Recopiez mot pour mot le passage de la source qui va de « 91. Appel d’une décision – » jusqu'à « montant de celle-ci. » inclus.

• **SOURCE**:
=-=-=

103. (1) Appel devant la Cour canadienne de l’impôt – La Commission ou une personne que concerne une décision rendue au titre de l’article 91 ou 92, peut, dans les quatre-vingt-dix jours suivant la communication de la décision ou dans le délai supplémentaire que peut accorder la Cour canadienne de l’impôt sur demande à elle présentée dans les quatre-vingt-dix jours suivant l’expiration de ces quatre-vingt-dix jours, interjeter appel devant la Cour canadienne de l’impôt de la manière prévue par la Loi sur la Cour canadienne de l’impôt et les règles de cour applicables prises en vertu de cette loi.

 

[Non souligné dans l’original.]

 

[23]         Les articles 91 et 92 de la LAE prévoient ce qui suit :

 

91. Appel d’une décision – La Commission peut porter la décision en appel devant le ministre à tout moment, et tout autre intéressé, dans les quatre-vingt-dix jours suivant la date à laquelle il reçoit notification de cette décision.

 

92. Demande de révision – Lorsque le ministre a évalué une somme payable par un employeur au titre de l’article 85, l’employeur peut, dans les quatre-vingt-dix jours suivant la date à laquelle il reçoit l’avis d’évaluation, demander au ministre de reconsidérer l’évaluation quant à la question de savoir s’il y a matière à évaluation ou quel devrait être le montant de celle-ci.

=-=-=

• **ENREGISTREMENTS FOURNIS**:
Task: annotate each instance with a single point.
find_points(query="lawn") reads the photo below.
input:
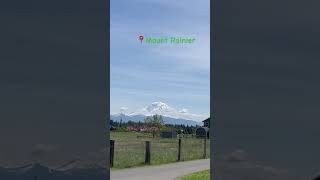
(129, 150)
(202, 175)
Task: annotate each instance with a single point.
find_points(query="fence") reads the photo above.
(128, 153)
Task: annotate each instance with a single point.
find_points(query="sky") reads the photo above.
(266, 84)
(177, 75)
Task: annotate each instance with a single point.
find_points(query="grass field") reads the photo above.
(129, 150)
(202, 175)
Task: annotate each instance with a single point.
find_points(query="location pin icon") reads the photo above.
(141, 38)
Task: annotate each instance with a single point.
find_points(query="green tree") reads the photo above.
(155, 122)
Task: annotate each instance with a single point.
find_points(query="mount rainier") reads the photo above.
(170, 115)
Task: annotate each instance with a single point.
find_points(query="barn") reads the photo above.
(168, 134)
(202, 132)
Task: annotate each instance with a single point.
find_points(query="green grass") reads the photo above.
(129, 149)
(202, 175)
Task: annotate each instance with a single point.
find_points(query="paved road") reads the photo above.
(161, 172)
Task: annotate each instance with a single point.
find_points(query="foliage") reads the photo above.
(202, 175)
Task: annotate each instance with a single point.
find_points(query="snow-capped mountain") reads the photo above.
(170, 114)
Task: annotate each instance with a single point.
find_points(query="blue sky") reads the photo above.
(178, 75)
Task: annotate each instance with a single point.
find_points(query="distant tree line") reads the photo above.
(155, 121)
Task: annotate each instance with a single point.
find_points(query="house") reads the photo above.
(168, 134)
(203, 131)
(206, 123)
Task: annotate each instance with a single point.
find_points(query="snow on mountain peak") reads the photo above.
(163, 109)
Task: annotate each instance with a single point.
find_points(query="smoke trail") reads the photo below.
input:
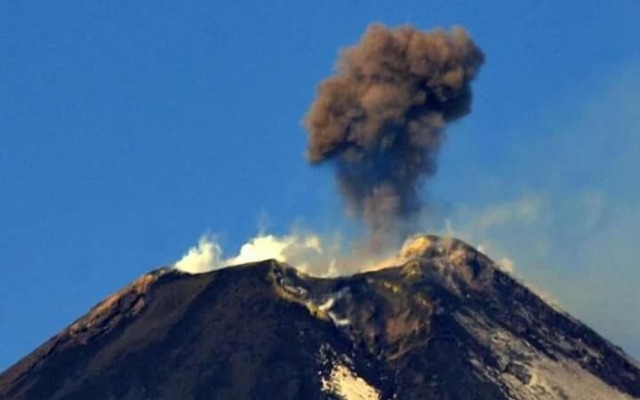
(380, 119)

=-=-=

• **SOLUTION**:
91. Appel d’une décision – La Commission peut porter la décision en appel devant le ministre à tout moment, et tout autre intéressé, dans les quatre-vingt-dix jours suivant la date à laquelle il reçoit notification de cette décision.

 

92. Demande de révision – Lorsque le ministre a évalué une somme payable par un employeur au titre de l’article 85, l’employeur peut, dans les quatre-vingt-dix jours suivant la date à laquelle il reçoit l’avis d’évaluation, demander au ministre de reconsidérer l’évaluation quant à la question de savoir s’il y a matière à évaluation ou quel devrait être le montant de celle-ci.